**Required task:** Write out everything from the line containing "--target=loader tire --return=outline" down to the end of the rows, both that line and the final one included, reproducing every line character for character.

Outline annotation records:
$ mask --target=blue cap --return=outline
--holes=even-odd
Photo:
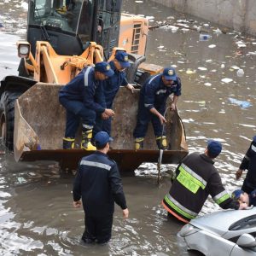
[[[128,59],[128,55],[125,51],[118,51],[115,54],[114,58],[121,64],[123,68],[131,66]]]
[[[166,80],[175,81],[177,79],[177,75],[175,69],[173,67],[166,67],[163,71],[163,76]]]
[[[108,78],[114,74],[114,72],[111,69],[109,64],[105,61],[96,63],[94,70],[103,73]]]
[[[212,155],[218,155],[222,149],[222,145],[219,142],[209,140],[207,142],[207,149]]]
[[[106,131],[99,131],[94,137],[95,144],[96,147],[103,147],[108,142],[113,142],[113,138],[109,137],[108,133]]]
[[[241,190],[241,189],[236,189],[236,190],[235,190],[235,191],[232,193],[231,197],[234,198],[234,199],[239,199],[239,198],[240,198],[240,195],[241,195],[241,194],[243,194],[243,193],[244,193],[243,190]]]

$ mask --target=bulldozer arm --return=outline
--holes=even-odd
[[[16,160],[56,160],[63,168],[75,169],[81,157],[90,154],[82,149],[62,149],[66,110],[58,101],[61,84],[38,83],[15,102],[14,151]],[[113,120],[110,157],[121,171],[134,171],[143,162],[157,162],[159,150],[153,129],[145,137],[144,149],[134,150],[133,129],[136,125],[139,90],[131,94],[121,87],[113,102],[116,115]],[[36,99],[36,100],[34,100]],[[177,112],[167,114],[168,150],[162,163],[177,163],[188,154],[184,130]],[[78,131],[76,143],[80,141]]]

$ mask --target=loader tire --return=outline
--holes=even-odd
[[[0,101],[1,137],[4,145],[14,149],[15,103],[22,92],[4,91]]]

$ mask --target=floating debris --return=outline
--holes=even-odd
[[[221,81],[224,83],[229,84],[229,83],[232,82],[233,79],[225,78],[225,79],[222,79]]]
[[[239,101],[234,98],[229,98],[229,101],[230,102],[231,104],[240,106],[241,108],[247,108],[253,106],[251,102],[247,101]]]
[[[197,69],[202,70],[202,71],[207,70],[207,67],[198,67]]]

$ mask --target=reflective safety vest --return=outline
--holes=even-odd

**Response for this exercise:**
$ mask --target=loader tire --return=outline
--holes=even-odd
[[[0,101],[1,137],[4,145],[14,149],[15,103],[22,92],[4,91]]]

$ mask --target=floating debris --return=outline
--holes=even-odd
[[[221,81],[224,83],[229,84],[229,83],[232,82],[233,79],[225,78],[225,79],[222,79]]]
[[[239,101],[234,98],[229,98],[229,101],[230,102],[231,104],[240,106],[241,108],[247,108],[253,106],[251,102],[247,101]]]
[[[197,69],[202,70],[202,71],[207,70],[207,67],[198,67]]]

$ mask --target=reflective safety vest --return=outline
--holes=even-odd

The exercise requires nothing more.